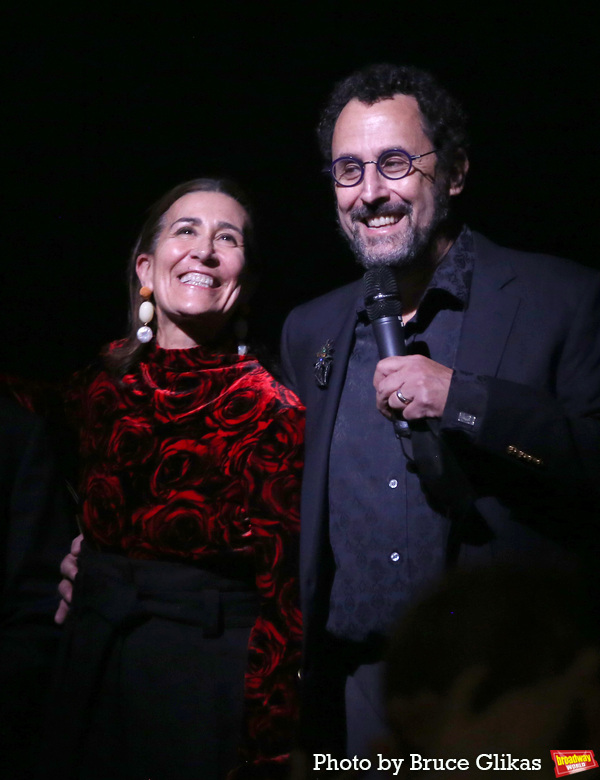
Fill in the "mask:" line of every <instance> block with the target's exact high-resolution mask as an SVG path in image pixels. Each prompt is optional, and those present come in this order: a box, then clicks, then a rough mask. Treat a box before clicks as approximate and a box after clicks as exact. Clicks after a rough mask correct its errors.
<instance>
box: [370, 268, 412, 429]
mask: <svg viewBox="0 0 600 780" xmlns="http://www.w3.org/2000/svg"><path fill="white" fill-rule="evenodd" d="M363 282H364V290H365V308H366V310H367V316H368V318H369V322H370V323H371V325H372V326H373V334H374V336H375V341H376V342H377V349H378V351H379V357H380V358H382V359H383V358H386V357H394V356H396V355H398V356H399V357H403V356H404V355H406V342H405V340H404V323H403V322H402V301H401V299H400V291H399V290H398V283H397V282H396V275H395V274H394V272H393V271H392V269H391V268H389V267H388V266H385V265H382V266H376V267H375V268H369V270H368V271H367V272H366V273H365V275H364V277H363ZM394 430H395V431H396V436H398V437H400V436H404V437H406V436H410V428H409V426H408V423H407V422H406V420H403V419H400V418H398V419H395V420H394Z"/></svg>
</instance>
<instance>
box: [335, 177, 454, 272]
mask: <svg viewBox="0 0 600 780" xmlns="http://www.w3.org/2000/svg"><path fill="white" fill-rule="evenodd" d="M449 202H450V197H449V195H448V193H447V191H446V189H445V188H444V189H442V188H440V190H438V191H437V192H436V193H435V201H434V211H433V216H432V218H431V221H430V222H429V223H428V224H427V225H424V226H422V227H417V226H415V225H414V224H413V222H412V214H413V207H412V205H411V204H410V203H408V204H403V214H404V215H403V217H402V219H403V220H405V221H406V227H405V230H404V232H403V233H402V234H401V235H400V234H395V235H391V236H382V237H381V238H377V237H375V238H373V239H371V240H370V241H366V240H365V239H364V238H363V236H362V235H361V234H360V231H359V226H358V223H359V222H362V221H363V220H365V219H367V218H370V217H384V216H387V215H389V214H398V204H397V203H395V204H391V203H385V204H383V205H382V206H380V207H379V208H377V209H369V208H367V207H366V206H362V207H361V206H359V207H357V208H356V209H354V210H353V211H352V213H351V215H350V216H351V218H352V222H353V230H352V235H351V236H349V235H348V234H347V233H346V232H345V231H344V230H342V233H343V234H344V236H345V238H346V240H347V241H348V242H349V244H350V247H351V249H352V252H353V253H354V257H355V259H356V262H357V263H359V265H362V267H363V268H374V267H376V266H379V265H386V266H389V267H391V268H398V269H402V270H409V269H410V268H414V267H415V266H419V265H420V260H421V259H422V258H423V257H424V256H426V255H427V254H428V253H429V251H430V249H431V248H432V244H433V242H434V240H435V239H436V238H437V237H438V235H439V229H440V226H441V225H443V224H444V222H446V220H447V219H448V211H449Z"/></svg>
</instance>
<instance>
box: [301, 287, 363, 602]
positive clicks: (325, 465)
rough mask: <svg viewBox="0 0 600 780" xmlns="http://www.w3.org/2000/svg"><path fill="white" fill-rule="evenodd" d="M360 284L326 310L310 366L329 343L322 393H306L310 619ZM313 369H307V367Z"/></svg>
mask: <svg viewBox="0 0 600 780" xmlns="http://www.w3.org/2000/svg"><path fill="white" fill-rule="evenodd" d="M359 285H360V282H358V283H357V284H356V285H353V286H352V287H351V288H349V294H348V296H347V297H346V298H344V300H343V301H341V302H340V303H339V304H338V306H336V307H335V308H332V309H330V310H328V312H327V313H326V316H325V317H322V319H321V323H320V325H319V328H318V329H317V330H315V331H314V332H315V343H314V345H311V346H314V350H313V353H312V355H311V357H312V356H314V357H313V362H314V361H316V359H317V354H318V351H319V349H320V348H321V347H322V345H323V344H325V343H326V341H328V340H331V341H332V342H333V349H334V352H333V367H332V371H331V377H330V381H329V383H328V385H327V387H325V388H320V387H318V386H317V382H316V379H315V378H314V377H312V378H311V381H312V387H311V388H310V390H308V391H307V397H308V398H309V400H308V401H307V404H306V407H307V417H306V440H307V447H306V462H305V466H304V477H303V481H302V523H303V525H302V534H301V536H300V544H301V566H302V575H303V576H302V582H303V589H304V590H303V599H302V600H303V604H302V606H303V609H304V610H309V613H310V614H312V615H314V613H315V610H317V609H318V606H319V605H318V603H317V601H316V599H317V597H318V592H319V585H318V575H319V574H321V575H323V573H324V570H325V568H326V567H325V566H323V551H324V545H325V544H326V540H327V532H328V528H327V518H328V512H327V502H328V490H327V485H328V482H329V451H330V447H331V439H332V436H333V427H334V425H335V418H336V414H337V409H338V405H339V401H340V397H341V394H342V390H343V387H344V380H345V377H346V369H347V366H348V361H349V359H350V352H351V349H352V340H353V336H354V327H355V323H356V301H357V297H358V295H359V291H360V286H359ZM311 368H312V367H311Z"/></svg>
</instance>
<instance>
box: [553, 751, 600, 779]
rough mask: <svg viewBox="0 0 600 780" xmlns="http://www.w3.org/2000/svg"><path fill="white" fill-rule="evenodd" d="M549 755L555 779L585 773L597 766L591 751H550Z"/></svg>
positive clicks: (594, 767) (596, 761) (595, 767)
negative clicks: (555, 778)
mask: <svg viewBox="0 0 600 780" xmlns="http://www.w3.org/2000/svg"><path fill="white" fill-rule="evenodd" d="M550 755H551V756H552V760H553V761H554V774H555V775H556V777H565V775H574V774H575V773H576V772H585V771H586V770H587V769H595V768H596V767H597V766H598V762H597V761H596V759H595V758H594V751H593V750H551V751H550Z"/></svg>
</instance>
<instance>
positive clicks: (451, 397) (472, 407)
mask: <svg viewBox="0 0 600 780" xmlns="http://www.w3.org/2000/svg"><path fill="white" fill-rule="evenodd" d="M487 398H488V387H487V377H483V376H478V375H477V374H471V373H470V372H469V371H461V370H460V369H455V371H454V373H453V375H452V381H451V382H450V391H449V393H448V400H447V401H446V406H445V407H444V413H443V415H442V419H441V430H443V431H460V432H461V433H464V434H466V435H467V436H468V437H469V438H472V439H475V438H476V437H477V435H478V434H479V432H480V430H481V426H482V424H483V419H484V416H485V411H486V407H487Z"/></svg>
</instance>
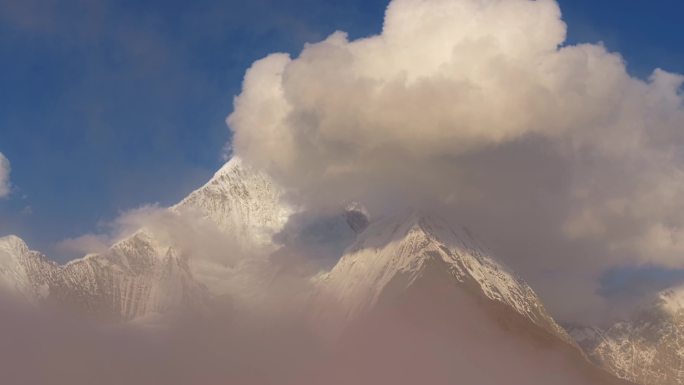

Exercise requirements ::
Give back each entry exactly as it appears. Leave pictures out.

Finished task ::
Fill in the "mask:" line of every <instance> block with the target's exact high-resolution mask as an SVG path in image pixels. Each prompt is optional, and those present come in this order: a box, then clicks, then a rough mask. Treat a box before clicks as approximate and a box after clicks as exact. Clicks after a rough mask correct its errors.
<instance>
box: [370, 268, 412, 429]
mask: <svg viewBox="0 0 600 780" xmlns="http://www.w3.org/2000/svg"><path fill="white" fill-rule="evenodd" d="M363 282H364V290H365V308H366V310H367V316H368V318H369V322H370V323H371V325H372V326H373V334H374V336H375V341H376V342H377V349H378V351H379V357H380V358H382V359H383V358H386V357H394V356H396V355H398V356H399V357H403V356H404V355H406V342H405V340H404V323H403V322H402V301H401V299H400V291H399V290H398V283H397V282H396V275H395V274H394V272H393V271H392V269H391V268H389V267H388V266H385V265H382V266H376V267H375V268H369V270H368V271H367V272H366V273H365V275H364V277H363ZM394 430H395V431H396V436H398V437H400V436H404V437H406V436H410V428H409V426H408V423H407V422H406V420H403V419H400V418H398V419H395V420H394Z"/></svg>
</instance>
<instance>
box: [335, 177, 454, 272]
mask: <svg viewBox="0 0 600 780" xmlns="http://www.w3.org/2000/svg"><path fill="white" fill-rule="evenodd" d="M449 202H450V197H449V195H448V193H447V191H446V189H445V188H444V189H442V188H440V190H438V191H437V192H436V193H435V201H434V211H433V216H432V218H431V221H430V222H429V223H428V224H427V225H424V226H422V227H417V226H415V225H414V224H413V222H412V214H413V207H412V205H411V204H410V203H408V204H403V214H404V215H403V217H402V219H403V220H405V221H406V227H405V230H404V232H403V233H402V234H401V235H400V234H395V235H391V236H382V237H381V238H377V237H375V238H373V239H371V240H370V241H366V240H365V239H364V238H363V236H362V235H361V234H360V231H359V226H358V223H359V222H362V221H363V220H365V219H367V218H370V217H384V216H387V215H389V214H398V204H397V203H395V204H391V203H385V204H383V205H382V206H380V207H379V208H377V209H369V208H367V207H366V206H362V207H361V206H359V207H357V208H356V209H354V210H353V211H352V213H351V215H350V216H351V218H352V222H353V230H352V235H351V236H349V235H348V234H347V233H346V232H345V231H344V230H342V233H343V234H344V236H345V238H346V240H347V241H348V242H349V244H350V247H351V249H352V252H353V253H354V257H355V259H356V262H357V263H359V265H362V267H363V268H374V267H376V266H379V265H386V266H389V267H391V268H398V269H402V270H409V269H410V268H414V267H415V266H419V265H420V260H421V259H422V258H423V257H424V256H426V255H427V254H428V253H429V251H430V249H431V248H432V244H433V242H434V240H435V239H436V238H437V237H438V235H439V229H440V226H441V225H443V224H444V222H446V220H447V219H448V211H449Z"/></svg>
</instance>
<instance>
box: [301, 287, 363, 602]
positive clicks: (325, 465)
rough mask: <svg viewBox="0 0 600 780" xmlns="http://www.w3.org/2000/svg"><path fill="white" fill-rule="evenodd" d="M360 284L326 310L310 366L329 343L322 393H306L310 619ZM313 369H307V367Z"/></svg>
mask: <svg viewBox="0 0 600 780" xmlns="http://www.w3.org/2000/svg"><path fill="white" fill-rule="evenodd" d="M359 285H360V282H358V283H357V284H356V285H353V286H352V287H351V288H349V294H348V296H347V297H346V298H344V300H343V301H341V302H340V303H339V304H338V306H336V307H335V308H332V309H330V310H328V312H327V313H326V316H325V317H322V319H321V323H320V325H319V328H318V329H317V330H315V331H314V332H315V343H314V345H311V346H314V350H313V353H312V355H311V357H312V356H314V357H313V362H314V361H316V359H317V354H318V351H319V349H320V348H321V347H322V345H323V344H325V343H326V341H328V340H331V341H332V342H333V349H334V352H333V367H332V371H331V377H330V381H329V383H328V385H327V387H325V388H320V387H318V386H317V382H316V379H315V378H314V377H312V378H311V381H312V387H311V388H310V390H308V391H307V397H308V398H309V400H308V401H307V404H306V407H307V417H306V440H307V447H306V462H305V466H304V477H303V481H302V523H303V525H302V534H301V536H300V544H301V566H302V575H303V576H302V582H303V589H304V590H303V599H302V600H303V604H302V606H303V609H304V610H309V613H310V614H312V615H314V613H315V610H317V609H318V606H319V605H318V603H317V601H316V599H317V597H318V592H319V585H318V575H319V574H321V575H323V573H324V570H325V568H326V567H325V566H323V551H324V545H325V544H326V540H327V532H328V528H327V518H328V512H327V502H328V490H327V485H328V482H329V451H330V447H331V439H332V436H333V427H334V425H335V418H336V414H337V409H338V405H339V401H340V397H341V394H342V390H343V387H344V380H345V377H346V369H347V366H348V361H349V359H350V352H351V349H352V340H353V336H354V327H355V323H356V301H357V297H358V295H359V291H360V286H359ZM311 368H312V367H311Z"/></svg>
</instance>
<instance>
box: [553, 751, 600, 779]
rough mask: <svg viewBox="0 0 600 780" xmlns="http://www.w3.org/2000/svg"><path fill="white" fill-rule="evenodd" d="M549 755L555 779L585 773L597 766L591 751H550Z"/></svg>
positive clicks: (594, 767) (596, 761) (595, 767)
negative clicks: (555, 778)
mask: <svg viewBox="0 0 600 780" xmlns="http://www.w3.org/2000/svg"><path fill="white" fill-rule="evenodd" d="M550 755H551V756H552V760H553V761H554V774H555V775H556V777H565V775H574V774H575V773H576V772H585V771H586V770H587V769H595V768H596V767H597V766H598V762H597V761H596V759H595V758H594V751H593V750H551V751H550Z"/></svg>
</instance>
<instance>
positive clicks: (451, 397) (472, 407)
mask: <svg viewBox="0 0 600 780" xmlns="http://www.w3.org/2000/svg"><path fill="white" fill-rule="evenodd" d="M487 398H488V387H487V377H483V376H478V375H477V374H471V373H470V372H469V371H461V370H460V369H455V371H454V373H453V375H452V381H451V382H450V391H449V393H448V400H447V401H446V406H445V407H444V413H443V415H442V419H441V430H443V431H460V432H461V433H464V434H466V435H467V436H468V437H469V438H472V439H475V438H476V437H477V435H478V434H479V432H480V430H481V426H482V424H483V419H484V416H485V411H486V407H487Z"/></svg>
</instance>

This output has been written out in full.